REQUIREMENT: Rewrite the entries starting at the first one and ending at the line containing "230,51,249,81", changing every "Query" to "Label" and leaving everything else as it is.
..............................
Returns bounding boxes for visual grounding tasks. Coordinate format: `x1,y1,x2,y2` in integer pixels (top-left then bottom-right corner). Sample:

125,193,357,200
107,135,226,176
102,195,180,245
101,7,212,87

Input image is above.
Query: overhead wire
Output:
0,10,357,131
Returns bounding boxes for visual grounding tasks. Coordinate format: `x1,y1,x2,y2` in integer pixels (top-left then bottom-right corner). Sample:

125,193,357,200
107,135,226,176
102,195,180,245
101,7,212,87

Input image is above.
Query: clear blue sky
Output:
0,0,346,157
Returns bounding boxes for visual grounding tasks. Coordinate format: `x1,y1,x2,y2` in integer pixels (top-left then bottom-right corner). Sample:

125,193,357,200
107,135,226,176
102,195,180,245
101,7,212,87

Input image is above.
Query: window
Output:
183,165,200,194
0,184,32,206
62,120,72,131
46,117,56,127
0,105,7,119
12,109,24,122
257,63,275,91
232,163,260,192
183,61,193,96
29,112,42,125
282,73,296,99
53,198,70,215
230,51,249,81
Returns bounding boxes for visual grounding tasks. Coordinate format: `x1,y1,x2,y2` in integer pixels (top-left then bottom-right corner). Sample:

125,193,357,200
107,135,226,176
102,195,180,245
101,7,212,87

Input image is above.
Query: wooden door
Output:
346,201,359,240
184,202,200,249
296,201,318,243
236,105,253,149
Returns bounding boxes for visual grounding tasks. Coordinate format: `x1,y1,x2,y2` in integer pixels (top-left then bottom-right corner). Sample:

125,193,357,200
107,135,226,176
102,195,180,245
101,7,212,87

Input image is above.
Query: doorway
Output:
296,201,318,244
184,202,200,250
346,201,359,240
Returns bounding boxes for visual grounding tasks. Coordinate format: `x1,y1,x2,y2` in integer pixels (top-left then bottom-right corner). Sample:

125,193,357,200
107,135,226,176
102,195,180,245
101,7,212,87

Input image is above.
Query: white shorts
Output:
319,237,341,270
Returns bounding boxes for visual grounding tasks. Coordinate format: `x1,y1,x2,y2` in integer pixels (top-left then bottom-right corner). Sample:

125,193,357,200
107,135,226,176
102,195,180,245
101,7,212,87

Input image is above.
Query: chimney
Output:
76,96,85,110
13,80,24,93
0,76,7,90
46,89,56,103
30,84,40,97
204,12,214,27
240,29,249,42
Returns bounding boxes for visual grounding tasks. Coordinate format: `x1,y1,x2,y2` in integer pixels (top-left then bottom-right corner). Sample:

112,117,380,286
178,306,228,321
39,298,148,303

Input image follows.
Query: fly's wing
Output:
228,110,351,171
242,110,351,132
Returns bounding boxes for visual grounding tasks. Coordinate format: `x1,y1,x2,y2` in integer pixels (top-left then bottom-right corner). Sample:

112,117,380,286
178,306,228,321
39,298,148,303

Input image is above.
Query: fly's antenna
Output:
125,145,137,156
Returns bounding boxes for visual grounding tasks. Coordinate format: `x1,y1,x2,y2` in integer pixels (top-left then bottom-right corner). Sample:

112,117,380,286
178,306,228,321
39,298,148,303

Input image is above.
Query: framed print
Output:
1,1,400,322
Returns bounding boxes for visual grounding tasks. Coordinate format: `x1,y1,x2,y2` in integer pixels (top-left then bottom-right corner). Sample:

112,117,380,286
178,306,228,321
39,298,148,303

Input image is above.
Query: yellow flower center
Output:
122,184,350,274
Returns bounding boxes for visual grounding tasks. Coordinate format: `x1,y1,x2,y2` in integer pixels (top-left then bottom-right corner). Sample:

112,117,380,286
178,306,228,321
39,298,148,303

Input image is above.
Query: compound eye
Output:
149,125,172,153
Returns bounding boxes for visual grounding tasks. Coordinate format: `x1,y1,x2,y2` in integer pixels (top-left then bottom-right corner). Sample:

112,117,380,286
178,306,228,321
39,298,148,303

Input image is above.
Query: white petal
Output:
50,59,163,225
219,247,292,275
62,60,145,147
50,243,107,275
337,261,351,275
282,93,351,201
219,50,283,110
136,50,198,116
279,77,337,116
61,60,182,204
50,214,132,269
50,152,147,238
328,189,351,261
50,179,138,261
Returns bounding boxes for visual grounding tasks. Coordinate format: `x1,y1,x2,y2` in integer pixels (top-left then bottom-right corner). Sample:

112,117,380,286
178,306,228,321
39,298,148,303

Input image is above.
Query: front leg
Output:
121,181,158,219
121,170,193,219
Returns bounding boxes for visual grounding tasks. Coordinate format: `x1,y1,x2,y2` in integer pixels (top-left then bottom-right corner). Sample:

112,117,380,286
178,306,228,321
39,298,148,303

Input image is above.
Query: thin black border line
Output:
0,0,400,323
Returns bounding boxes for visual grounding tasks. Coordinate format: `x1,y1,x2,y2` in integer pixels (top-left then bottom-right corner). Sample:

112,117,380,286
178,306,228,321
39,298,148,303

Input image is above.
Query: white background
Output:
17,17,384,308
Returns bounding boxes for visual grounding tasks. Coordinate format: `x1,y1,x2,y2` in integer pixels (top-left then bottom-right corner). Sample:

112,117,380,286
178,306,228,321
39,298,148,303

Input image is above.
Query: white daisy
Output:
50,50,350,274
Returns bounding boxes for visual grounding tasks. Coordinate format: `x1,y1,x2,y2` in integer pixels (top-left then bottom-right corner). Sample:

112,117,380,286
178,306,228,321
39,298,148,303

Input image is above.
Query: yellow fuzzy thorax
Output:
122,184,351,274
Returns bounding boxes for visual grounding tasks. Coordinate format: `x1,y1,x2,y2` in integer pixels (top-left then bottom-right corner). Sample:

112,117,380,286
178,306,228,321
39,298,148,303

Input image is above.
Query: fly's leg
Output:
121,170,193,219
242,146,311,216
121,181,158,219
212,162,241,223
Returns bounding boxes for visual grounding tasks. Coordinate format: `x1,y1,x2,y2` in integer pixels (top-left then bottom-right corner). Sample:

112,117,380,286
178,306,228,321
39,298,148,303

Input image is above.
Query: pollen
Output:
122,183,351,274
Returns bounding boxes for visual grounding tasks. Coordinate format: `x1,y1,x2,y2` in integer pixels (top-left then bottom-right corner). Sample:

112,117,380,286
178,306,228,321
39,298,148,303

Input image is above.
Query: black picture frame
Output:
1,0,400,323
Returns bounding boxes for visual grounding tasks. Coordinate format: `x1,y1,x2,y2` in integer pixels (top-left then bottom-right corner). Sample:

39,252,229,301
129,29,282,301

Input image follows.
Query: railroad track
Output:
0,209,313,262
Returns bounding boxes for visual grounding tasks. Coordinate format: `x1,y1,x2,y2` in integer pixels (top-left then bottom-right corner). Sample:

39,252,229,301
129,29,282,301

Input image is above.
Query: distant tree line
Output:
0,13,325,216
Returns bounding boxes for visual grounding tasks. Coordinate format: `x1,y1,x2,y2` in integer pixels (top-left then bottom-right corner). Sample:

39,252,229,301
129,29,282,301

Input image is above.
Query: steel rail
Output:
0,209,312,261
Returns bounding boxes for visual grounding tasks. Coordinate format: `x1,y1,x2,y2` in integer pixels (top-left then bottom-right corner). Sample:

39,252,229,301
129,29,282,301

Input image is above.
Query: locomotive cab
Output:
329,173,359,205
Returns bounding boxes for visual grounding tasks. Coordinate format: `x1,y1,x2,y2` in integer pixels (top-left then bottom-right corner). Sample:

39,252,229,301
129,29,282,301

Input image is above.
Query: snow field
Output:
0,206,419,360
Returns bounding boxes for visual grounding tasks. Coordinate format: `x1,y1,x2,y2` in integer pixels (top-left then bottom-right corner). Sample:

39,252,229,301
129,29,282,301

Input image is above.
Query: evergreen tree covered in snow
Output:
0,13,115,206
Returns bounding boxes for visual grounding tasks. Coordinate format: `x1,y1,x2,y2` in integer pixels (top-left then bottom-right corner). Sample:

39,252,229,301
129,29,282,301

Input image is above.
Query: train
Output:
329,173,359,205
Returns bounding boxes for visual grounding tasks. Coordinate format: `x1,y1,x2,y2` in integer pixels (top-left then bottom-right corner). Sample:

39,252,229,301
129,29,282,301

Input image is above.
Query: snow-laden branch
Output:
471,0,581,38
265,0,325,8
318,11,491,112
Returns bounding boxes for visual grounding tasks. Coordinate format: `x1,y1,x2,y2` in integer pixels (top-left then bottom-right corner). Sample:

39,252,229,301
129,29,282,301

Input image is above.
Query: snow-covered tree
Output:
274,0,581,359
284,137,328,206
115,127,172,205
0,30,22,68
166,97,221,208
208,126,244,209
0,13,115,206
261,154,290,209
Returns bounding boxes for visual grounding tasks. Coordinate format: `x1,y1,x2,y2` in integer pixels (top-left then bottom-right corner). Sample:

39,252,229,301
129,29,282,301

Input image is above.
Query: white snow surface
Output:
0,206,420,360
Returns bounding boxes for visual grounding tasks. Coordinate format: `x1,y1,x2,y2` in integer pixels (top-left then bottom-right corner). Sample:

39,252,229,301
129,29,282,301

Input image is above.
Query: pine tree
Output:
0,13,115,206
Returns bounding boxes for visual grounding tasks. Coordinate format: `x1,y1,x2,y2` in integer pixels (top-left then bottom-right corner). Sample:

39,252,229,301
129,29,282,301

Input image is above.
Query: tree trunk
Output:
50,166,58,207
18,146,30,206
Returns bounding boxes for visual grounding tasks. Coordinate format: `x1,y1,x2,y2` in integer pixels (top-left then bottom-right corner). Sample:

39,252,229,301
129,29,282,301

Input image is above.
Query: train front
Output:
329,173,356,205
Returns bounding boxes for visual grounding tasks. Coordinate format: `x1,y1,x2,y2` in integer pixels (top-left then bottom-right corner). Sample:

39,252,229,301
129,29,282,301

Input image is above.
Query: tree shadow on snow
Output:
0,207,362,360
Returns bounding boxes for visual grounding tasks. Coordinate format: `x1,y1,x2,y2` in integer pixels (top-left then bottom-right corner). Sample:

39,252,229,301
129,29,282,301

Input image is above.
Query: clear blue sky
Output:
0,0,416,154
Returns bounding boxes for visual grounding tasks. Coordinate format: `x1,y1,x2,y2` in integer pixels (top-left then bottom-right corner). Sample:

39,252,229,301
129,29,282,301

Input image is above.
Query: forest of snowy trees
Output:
..............................
RIGHT ANSWER:
Returns bounding boxes for visual grounding tasks. Coordinate format: `x1,y1,x2,y2` in integer pixels (top-left then bottom-right corner). Sample:

125,193,357,200
107,135,226,176
102,195,180,245
101,7,212,87

Input image is above.
Label: overhead wire
Output:
0,10,357,131
Returns bounding boxes for visual grounding tasks. Coordinate format: `x1,y1,x2,y2` in integer pixels (top-left then bottom-right corner). Sample:

125,193,357,200
107,135,226,176
102,195,180,245
101,7,212,87

Input image is above.
Label: clear blue sky
Output:
0,0,346,157
Returns bounding boxes for visual grounding tasks. Coordinate format: `x1,y1,x2,y2` in integer pixels (top-left then bottom-right corner). Sample:

125,193,357,200
107,135,226,176
102,195,180,245
101,7,212,87

Input image is above.
Label: window
Output:
183,165,200,194
0,184,32,206
62,120,72,131
46,117,56,127
0,105,7,119
12,109,24,122
257,63,275,91
232,163,260,192
183,61,193,96
29,112,42,125
282,73,296,99
53,198,70,215
230,51,249,81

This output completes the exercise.